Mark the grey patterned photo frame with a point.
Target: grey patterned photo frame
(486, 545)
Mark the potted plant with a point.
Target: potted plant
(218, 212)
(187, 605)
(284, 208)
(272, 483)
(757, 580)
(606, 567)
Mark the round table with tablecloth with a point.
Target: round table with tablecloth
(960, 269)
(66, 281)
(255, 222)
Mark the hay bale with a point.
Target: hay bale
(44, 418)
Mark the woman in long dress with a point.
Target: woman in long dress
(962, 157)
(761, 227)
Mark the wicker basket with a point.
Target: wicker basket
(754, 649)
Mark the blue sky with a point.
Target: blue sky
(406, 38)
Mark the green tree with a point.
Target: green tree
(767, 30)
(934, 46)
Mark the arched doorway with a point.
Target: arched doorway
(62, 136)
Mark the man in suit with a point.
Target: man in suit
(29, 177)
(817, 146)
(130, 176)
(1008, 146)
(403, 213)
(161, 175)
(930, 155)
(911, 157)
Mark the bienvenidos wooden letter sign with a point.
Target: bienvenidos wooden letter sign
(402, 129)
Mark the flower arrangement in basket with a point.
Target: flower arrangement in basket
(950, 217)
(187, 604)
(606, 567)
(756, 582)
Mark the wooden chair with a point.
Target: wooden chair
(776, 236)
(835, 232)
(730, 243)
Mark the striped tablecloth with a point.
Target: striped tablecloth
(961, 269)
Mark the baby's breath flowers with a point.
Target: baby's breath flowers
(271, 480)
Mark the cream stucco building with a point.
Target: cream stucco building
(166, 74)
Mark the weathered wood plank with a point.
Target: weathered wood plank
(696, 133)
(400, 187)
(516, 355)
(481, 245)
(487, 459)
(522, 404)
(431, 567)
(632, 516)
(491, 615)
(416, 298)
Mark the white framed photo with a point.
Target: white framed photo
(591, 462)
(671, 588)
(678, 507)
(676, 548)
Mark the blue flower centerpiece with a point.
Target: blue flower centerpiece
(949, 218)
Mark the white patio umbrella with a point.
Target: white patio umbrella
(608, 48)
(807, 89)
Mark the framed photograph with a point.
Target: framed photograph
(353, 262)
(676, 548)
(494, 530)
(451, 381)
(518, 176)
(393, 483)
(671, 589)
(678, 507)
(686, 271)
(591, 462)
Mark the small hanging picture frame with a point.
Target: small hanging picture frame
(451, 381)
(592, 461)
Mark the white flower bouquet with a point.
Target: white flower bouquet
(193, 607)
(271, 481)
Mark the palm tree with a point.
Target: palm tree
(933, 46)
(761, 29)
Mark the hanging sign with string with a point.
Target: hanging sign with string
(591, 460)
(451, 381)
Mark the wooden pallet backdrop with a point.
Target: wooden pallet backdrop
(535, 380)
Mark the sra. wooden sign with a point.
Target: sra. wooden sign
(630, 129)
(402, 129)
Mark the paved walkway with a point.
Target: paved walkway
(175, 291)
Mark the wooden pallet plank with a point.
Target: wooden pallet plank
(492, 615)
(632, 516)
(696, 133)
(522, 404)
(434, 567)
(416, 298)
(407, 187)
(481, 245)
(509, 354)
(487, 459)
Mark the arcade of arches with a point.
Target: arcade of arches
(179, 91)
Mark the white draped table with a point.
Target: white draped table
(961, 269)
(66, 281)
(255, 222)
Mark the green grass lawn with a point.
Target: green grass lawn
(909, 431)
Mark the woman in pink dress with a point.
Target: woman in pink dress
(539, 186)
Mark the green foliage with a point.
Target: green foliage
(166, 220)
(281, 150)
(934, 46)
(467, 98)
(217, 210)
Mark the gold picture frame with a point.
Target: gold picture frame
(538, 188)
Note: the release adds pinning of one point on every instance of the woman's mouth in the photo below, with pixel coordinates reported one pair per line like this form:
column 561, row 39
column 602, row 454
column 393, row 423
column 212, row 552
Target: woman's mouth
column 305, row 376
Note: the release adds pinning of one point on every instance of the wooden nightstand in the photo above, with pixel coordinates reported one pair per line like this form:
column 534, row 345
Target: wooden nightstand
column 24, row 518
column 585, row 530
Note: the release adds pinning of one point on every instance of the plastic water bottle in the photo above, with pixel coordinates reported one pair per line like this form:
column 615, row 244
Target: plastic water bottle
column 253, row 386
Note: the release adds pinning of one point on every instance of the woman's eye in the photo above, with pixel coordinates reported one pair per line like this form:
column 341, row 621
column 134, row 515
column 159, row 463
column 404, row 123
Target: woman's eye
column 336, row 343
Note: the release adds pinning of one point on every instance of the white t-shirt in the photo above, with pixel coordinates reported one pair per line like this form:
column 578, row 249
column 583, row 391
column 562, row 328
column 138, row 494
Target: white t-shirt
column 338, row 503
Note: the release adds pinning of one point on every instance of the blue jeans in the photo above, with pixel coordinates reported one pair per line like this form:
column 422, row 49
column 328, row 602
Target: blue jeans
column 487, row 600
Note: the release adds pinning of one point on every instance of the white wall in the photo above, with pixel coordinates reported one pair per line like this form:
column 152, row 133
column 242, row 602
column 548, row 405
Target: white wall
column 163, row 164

+ + + +

> **CONSIGNES**
Mettez à jour l'ensemble des enregistrements en remplaçant « Target » par « Label », sans rien modifier d'autre.

> **RÉSULTAT**
Mark the grey patterned photo frame with a point.
Label: grey patterned photo frame
(486, 545)
Mark the potted plant with a point.
Label: potted plant
(218, 212)
(187, 605)
(284, 208)
(272, 483)
(757, 580)
(606, 567)
Mark the round table with tablecloth with a point.
Label: round table with tablecloth
(960, 269)
(66, 281)
(255, 222)
Mark the hay bale with a point.
Label: hay bale
(44, 418)
Mark the woman in long dress with a point.
Label: woman in long dress
(962, 157)
(761, 227)
Mark the wicker basket with a point.
Label: wicker basket
(754, 649)
Mark the blue sky with a point.
Label: blue sky
(406, 38)
Mark the green tree with a point.
Label: green tree
(767, 30)
(934, 46)
Mark the arched doorway with a point.
Label: arched doorway
(62, 136)
Mark the man in suit with a point.
Label: man in suit
(29, 177)
(817, 146)
(130, 176)
(1008, 146)
(403, 213)
(161, 175)
(930, 155)
(911, 157)
Mark the bienvenidos wooden letter sign with a point.
Label: bienvenidos wooden letter sign
(402, 129)
Mark the flower arrangement in basket with a point.
Label: flower arrangement in basket
(950, 217)
(187, 604)
(606, 567)
(756, 582)
Mark the wooden chair with a point.
Label: wooden chair
(776, 236)
(835, 232)
(730, 243)
Mark the striped tablecloth with a point.
Label: striped tablecloth
(961, 269)
Mark the baby's breath flowers with a point.
Label: baby's breath flowers
(271, 480)
Mark the cream stucco building with a point.
Label: cream stucco building
(166, 74)
Mark the weathered wood plank with a point.
Label: weathered wood plank
(696, 133)
(400, 187)
(516, 355)
(481, 245)
(487, 459)
(522, 404)
(431, 567)
(632, 516)
(491, 615)
(416, 298)
Mark the white framed photo with a point.
Label: white framed photo
(591, 462)
(671, 588)
(678, 507)
(676, 548)
Mark the blue flower centerpiece with a point.
Label: blue flower centerpiece
(949, 218)
Mark the white patio umbrella with a point.
Label: white patio umbrella
(608, 48)
(807, 89)
Mark the framed photograph with a point.
Label: framed photograph
(353, 262)
(676, 548)
(494, 530)
(451, 381)
(518, 176)
(393, 483)
(671, 589)
(678, 507)
(686, 271)
(591, 462)
Mark the small hanging picture frame with a point.
Label: small hanging picture frame
(451, 381)
(592, 461)
Mark the white flower bouquet with a point.
Label: white flower bouquet
(193, 607)
(271, 481)
Mark the palm tree with a point.
Label: palm tree
(933, 46)
(761, 29)
Mark the hanging sign with string with a point.
Label: hanging sign with string
(591, 460)
(451, 381)
Mark the wooden pallet backdrop with a point.
Label: wooden pallet backdrop
(535, 380)
Mark the sra. wooden sign with a point.
Label: sra. wooden sign
(630, 129)
(402, 129)
Mark the paved walkway with a point.
Label: paved walkway
(175, 291)
Mark the wooden pallet plank with a point.
Label: wooden pallet plank
(492, 615)
(632, 516)
(696, 133)
(522, 404)
(434, 567)
(416, 298)
(407, 187)
(481, 245)
(509, 354)
(487, 459)
Mark the arcade of arches with a point.
Label: arcade of arches
(179, 91)
Mark the white draped table with a point.
Label: white draped table
(961, 269)
(66, 281)
(255, 222)
Mark the green grass lawn with a point.
Label: green grass lawn
(909, 431)
Mark the woman in pink dress with a point.
Label: woman in pink dress
(539, 186)
Mark the green foliage with a point.
Label: green foliage
(166, 220)
(281, 150)
(934, 46)
(467, 98)
(217, 210)
Mark the gold picture frame with a point.
Label: gold picture frame
(538, 188)
Note: the release adds pinning of one point on every instance of the woman's mouth in the photo below, with pixel coordinates reported one pair per line like this form:
column 561, row 39
column 602, row 454
column 393, row 423
column 212, row 552
Label: woman's mouth
column 305, row 376
Note: the release adds pinning of one point on every instance of the wooden nightstand in the photo above, with pixel coordinates reported one pair per line like this form:
column 534, row 345
Label: wooden nightstand
column 24, row 518
column 585, row 530
Note: the release adds pinning of one point on every instance of the plastic water bottle in the photo above, with pixel coordinates reported one pair per line like this form:
column 615, row 244
Label: plastic water bottle
column 253, row 386
Note: the release adds pinning of one point on every instance of the woman's eye in the photo above, with pixel coordinates reported one pair per line like this form:
column 341, row 621
column 134, row 515
column 159, row 463
column 404, row 123
Label: woman's eye
column 336, row 343
Note: the release adds pinning of one point on every instance of the white t-shirt in the photo above, with pixel coordinates reported one pair per line like this form:
column 578, row 249
column 583, row 391
column 562, row 328
column 138, row 494
Label: white t-shirt
column 338, row 503
Note: the release adds pinning of one point on every instance of the blue jeans in the photo above, with pixel coordinates reported one pair per line like this form:
column 422, row 49
column 328, row 602
Label: blue jeans
column 487, row 600
Note: the release adds pinning of one point on every instance of the white wall in the photo above, with pixel coordinates reported one pair per line like this form:
column 152, row 133
column 242, row 602
column 548, row 405
Label: white wall
column 163, row 164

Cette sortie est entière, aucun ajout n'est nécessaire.